### 原始材料 ###

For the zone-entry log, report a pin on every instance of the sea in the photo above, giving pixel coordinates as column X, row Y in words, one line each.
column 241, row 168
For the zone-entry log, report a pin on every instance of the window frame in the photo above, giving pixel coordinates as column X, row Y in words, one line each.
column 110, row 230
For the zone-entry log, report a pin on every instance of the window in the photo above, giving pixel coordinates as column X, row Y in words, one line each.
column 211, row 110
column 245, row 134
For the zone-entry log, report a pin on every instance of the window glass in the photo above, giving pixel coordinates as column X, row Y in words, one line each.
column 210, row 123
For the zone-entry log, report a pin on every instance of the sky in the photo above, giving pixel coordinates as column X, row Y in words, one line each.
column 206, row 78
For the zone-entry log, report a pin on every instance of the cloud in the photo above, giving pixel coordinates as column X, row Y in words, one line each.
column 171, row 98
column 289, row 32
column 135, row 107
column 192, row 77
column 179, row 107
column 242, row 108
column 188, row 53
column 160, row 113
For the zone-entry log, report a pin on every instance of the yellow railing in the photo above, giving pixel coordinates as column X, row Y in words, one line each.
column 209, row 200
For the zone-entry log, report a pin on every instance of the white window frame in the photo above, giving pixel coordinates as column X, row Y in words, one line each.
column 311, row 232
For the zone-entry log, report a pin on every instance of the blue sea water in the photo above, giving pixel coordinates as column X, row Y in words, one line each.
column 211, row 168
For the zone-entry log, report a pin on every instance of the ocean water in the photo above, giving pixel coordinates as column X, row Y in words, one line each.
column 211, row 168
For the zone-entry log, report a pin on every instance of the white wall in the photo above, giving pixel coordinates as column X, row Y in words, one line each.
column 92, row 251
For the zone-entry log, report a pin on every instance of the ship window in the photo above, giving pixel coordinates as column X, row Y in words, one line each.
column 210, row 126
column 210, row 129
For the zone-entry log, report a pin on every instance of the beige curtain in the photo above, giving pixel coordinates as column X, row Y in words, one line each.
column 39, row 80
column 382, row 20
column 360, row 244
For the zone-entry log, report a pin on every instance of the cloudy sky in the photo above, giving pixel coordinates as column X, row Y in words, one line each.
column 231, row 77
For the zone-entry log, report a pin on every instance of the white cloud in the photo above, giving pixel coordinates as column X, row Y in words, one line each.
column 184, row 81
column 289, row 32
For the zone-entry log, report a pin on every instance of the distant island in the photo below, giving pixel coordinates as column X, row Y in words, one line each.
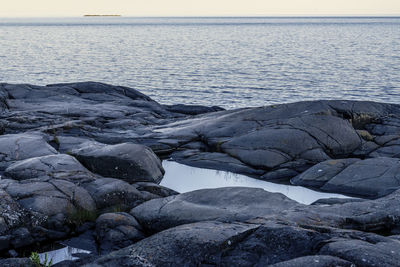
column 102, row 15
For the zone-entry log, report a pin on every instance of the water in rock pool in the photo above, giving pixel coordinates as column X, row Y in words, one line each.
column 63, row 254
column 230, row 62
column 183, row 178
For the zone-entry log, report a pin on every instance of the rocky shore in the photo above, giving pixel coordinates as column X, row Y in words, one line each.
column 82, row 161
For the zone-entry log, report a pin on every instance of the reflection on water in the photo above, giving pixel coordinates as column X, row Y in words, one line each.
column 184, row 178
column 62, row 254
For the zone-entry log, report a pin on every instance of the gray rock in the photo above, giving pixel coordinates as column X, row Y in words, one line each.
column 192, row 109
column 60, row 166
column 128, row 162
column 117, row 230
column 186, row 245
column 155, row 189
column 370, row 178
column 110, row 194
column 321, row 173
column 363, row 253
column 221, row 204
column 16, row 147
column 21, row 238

###

题目要求:
请把上面全部条目的各行转换成一个 Markdown 表格，两列分别命名为“序号”和“内容”，每行一条，空行不要收入。答案中不要放图片。

完成结果:
| 序号 | 内容 |
|---|---|
| 1 | For the zone-entry log, report a pin on every instance of the sea in the photo above, giving pixel coordinates as column X, row Y in words, one line each. |
| 2 | column 241, row 168 |
| 3 | For the zone-entry log, report a pin on every instance of the window frame in the photo above, giving pixel coordinates as column X, row Y in words, one line each. |
| 4 | column 110, row 230 |
| 5 | For the zone-entry log, report a pin on every instance of the window in the photo above, giving pixel coordinates as column X, row Y in words, one line each. |
| 6 | column 211, row 110 |
| 7 | column 245, row 134 |
| 8 | For the zone-entry log, report a pin on every instance of the window glass in the photo above, giving pixel coordinates as column X, row Y in words, one line each. |
| 9 | column 210, row 123 |
| 10 | For the zone-entry log, report a pin on every instance of the sky in the photo above, giving pixel coordinates as column X, row Y in words, one line each. |
| 11 | column 206, row 78 |
| 12 | For the zone-entry log, report a pin on every instance of the cloud in the photo above, giving pixel coordinates as column X, row Y in words, one line each. |
| 13 | column 171, row 98 |
| 14 | column 289, row 32 |
| 15 | column 135, row 107 |
| 16 | column 192, row 77 |
| 17 | column 179, row 107 |
| 18 | column 242, row 108 |
| 19 | column 188, row 53 |
| 20 | column 160, row 113 |
| 21 | For the zone-entry log, report a pin on every instance of the yellow railing in the photo above, giving pixel coordinates as column X, row Y in words, one line each. |
| 22 | column 209, row 200 |
| 23 | For the zone-entry log, report a pin on every instance of the white window frame in the photo above, giving pixel coordinates as column X, row Y in words, one line each. |
| 24 | column 311, row 232 |
| 25 | For the zone-entry log, report a pin on every instance of the blue sea water in the photo above, giving pixel coordinates as column X, row Y in words, one line each. |
| 26 | column 211, row 168 |
| 27 | For the zone-entry log, report a pin on every instance of the ocean water in the photo above, giving pixel coordinates as column X, row Y in words, one line each. |
| 28 | column 211, row 168 |
| 29 | For the zone-entry log, report a pin on every instance of the white wall in the photo above, giving pixel coordinates as column X, row Y in words, one line each. |
| 30 | column 92, row 251 |
| 31 | For the zone-entry log, report a pin on every instance of the ship window in the photo above, giving pixel coordinates as column X, row Y in words, one line each. |
| 32 | column 210, row 126 |
| 33 | column 210, row 129 |
| 34 | For the zone-entry log, report a pin on every instance of the beige curtain in the photo above, giving pixel coordinates as column X, row Y in words, one line each. |
| 35 | column 39, row 80 |
| 36 | column 382, row 20 |
| 37 | column 360, row 244 |
| 38 | For the zone-entry log, report a pin on every instance of the cloudy sky in the photo above, giving pixel coordinates as column X, row Y in words, one line each. |
| 39 | column 231, row 77 |
| 40 | For the zone-entry log, report a pin on every instance of the white cloud in the photo above, giving pixel coordinates as column X, row Y in words, one line each. |
| 41 | column 184, row 81 |
| 42 | column 289, row 32 |
| 43 | For the zone-entry log, report a pin on every instance of the distant island in the photo below, giving pixel coordinates as column X, row Y in words, one line each. |
| 44 | column 102, row 15 |
| 45 | For the zone-entry log, report a pin on every instance of the water in rock pool in the photo above, giving pixel coordinates as column X, row Y in words, one line each. |
| 46 | column 63, row 254 |
| 47 | column 230, row 62 |
| 48 | column 183, row 178 |
| 49 | For the zone-entry log, report a pin on every instance of the rocky shore in the photo above, giving pixel coordinates as column X, row Y in words, one line each. |
| 50 | column 82, row 161 |
| 51 | For the zone-entry log, report a pin on every instance of the reflection on water in the photo above, giving pixel coordinates as column X, row Y in words, one line each. |
| 52 | column 184, row 178 |
| 53 | column 62, row 254 |
| 54 | For the zone-entry log, report a pin on every instance of the gray rock in the photo above, giving pixel coordinates as column X, row Y in words, one line each. |
| 55 | column 192, row 109 |
| 56 | column 60, row 166 |
| 57 | column 128, row 162 |
| 58 | column 117, row 230 |
| 59 | column 186, row 245 |
| 60 | column 155, row 189 |
| 61 | column 370, row 178 |
| 62 | column 110, row 194 |
| 63 | column 321, row 173 |
| 64 | column 363, row 253 |
| 65 | column 221, row 204 |
| 66 | column 16, row 147 |
| 67 | column 21, row 238 |